▶ Dataset content:
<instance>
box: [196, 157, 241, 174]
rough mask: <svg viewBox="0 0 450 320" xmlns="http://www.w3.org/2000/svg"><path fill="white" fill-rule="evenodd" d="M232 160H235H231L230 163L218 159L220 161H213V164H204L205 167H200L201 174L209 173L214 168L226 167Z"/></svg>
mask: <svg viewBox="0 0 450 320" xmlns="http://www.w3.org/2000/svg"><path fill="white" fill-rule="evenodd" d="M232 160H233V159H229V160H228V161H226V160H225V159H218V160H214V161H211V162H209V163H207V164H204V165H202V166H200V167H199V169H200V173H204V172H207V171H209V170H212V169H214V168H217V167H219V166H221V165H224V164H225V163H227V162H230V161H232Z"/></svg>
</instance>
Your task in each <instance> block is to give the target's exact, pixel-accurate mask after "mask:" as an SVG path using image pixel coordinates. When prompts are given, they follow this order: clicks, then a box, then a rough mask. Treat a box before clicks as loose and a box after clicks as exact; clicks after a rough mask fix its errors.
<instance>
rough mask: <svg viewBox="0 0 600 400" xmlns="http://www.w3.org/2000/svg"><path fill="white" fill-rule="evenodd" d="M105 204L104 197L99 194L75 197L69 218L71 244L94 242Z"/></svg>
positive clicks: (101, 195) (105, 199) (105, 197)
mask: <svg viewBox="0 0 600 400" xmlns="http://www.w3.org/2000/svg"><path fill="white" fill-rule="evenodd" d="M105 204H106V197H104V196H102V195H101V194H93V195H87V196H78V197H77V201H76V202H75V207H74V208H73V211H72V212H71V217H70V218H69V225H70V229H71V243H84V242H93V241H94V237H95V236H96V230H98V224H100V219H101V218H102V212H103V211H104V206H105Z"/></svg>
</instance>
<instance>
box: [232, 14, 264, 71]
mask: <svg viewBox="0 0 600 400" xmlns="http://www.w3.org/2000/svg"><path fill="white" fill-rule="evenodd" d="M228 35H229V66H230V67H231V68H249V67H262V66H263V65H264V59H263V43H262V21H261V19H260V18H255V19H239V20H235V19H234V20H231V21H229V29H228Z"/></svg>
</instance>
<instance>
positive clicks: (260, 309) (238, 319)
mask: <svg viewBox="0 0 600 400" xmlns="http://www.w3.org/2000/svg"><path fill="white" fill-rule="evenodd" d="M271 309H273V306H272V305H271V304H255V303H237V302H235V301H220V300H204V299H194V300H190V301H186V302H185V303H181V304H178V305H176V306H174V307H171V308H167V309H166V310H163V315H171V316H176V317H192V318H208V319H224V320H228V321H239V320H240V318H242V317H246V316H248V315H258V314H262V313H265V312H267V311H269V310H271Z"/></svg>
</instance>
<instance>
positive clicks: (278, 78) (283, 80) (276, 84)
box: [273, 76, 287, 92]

▶ Required work:
Please rewrite the listing with "positive clicks" renamed to "foreground clicks" wherever it occurs, changing nothing else.

▶ Solved exercise:
<instance>
box: [196, 157, 241, 174]
rough mask: <svg viewBox="0 0 450 320" xmlns="http://www.w3.org/2000/svg"><path fill="white" fill-rule="evenodd" d="M232 160H235H231L230 163L218 159L220 161H213V164H204L205 167H200L201 174L209 173L214 168L226 167Z"/></svg>
mask: <svg viewBox="0 0 450 320" xmlns="http://www.w3.org/2000/svg"><path fill="white" fill-rule="evenodd" d="M232 160H233V159H229V160H228V161H226V160H225V159H218V160H214V161H211V162H209V163H207V164H204V165H202V166H200V167H199V169H200V173H204V172H207V171H209V170H212V169H214V168H217V167H219V166H221V165H224V164H225V163H227V162H230V161H232Z"/></svg>
</instance>
Your task in each <instance> block is to give the target's exact, pixel-accurate mask after "mask:" as an SVG path using image pixel coordinates. When prompts are given, they follow this order: clicks, then a box, then a rough mask. Treat a box before clicks as loose and a box after clicks as exact; clicks after a rough mask fix its errors.
<instance>
rough mask: <svg viewBox="0 0 600 400" xmlns="http://www.w3.org/2000/svg"><path fill="white" fill-rule="evenodd" d="M105 204L104 197L99 194L75 197L69 218L71 244L94 242Z"/></svg>
foreground clicks: (101, 195) (105, 199) (105, 197)
mask: <svg viewBox="0 0 600 400" xmlns="http://www.w3.org/2000/svg"><path fill="white" fill-rule="evenodd" d="M105 204H106V197H104V196H102V195H101V194H93V195H87V196H78V197H77V201H76V202H75V207H74V208H73V211H72V212H71V217H70V218H69V225H70V229H71V243H84V242H93V241H94V237H95V236H96V230H98V224H100V219H101V218H102V212H103V211H104V206H105Z"/></svg>
</instance>
<instance>
box: [232, 14, 264, 71]
mask: <svg viewBox="0 0 600 400" xmlns="http://www.w3.org/2000/svg"><path fill="white" fill-rule="evenodd" d="M228 35H229V66H230V67H231V68H249V67H262V66H263V65H264V59H263V43H262V21H261V19H260V18H255V19H239V20H235V19H234V20H231V21H229V29H228Z"/></svg>
</instance>
<instance>
foreground clicks: (260, 309) (238, 319)
mask: <svg viewBox="0 0 600 400" xmlns="http://www.w3.org/2000/svg"><path fill="white" fill-rule="evenodd" d="M271 309H273V306H272V305H271V304H255V303H237V302H235V301H220V300H204V299H194V300H190V301H186V302H185V303H181V304H178V305H176V306H174V307H171V308H167V309H166V310H163V315H171V316H176V317H192V318H208V319H224V320H228V321H239V320H240V318H242V317H246V316H248V315H258V314H262V313H265V312H267V311H269V310H271Z"/></svg>
</instance>
<instance>
foreground clicks: (278, 78) (283, 80) (276, 84)
box: [273, 76, 287, 92]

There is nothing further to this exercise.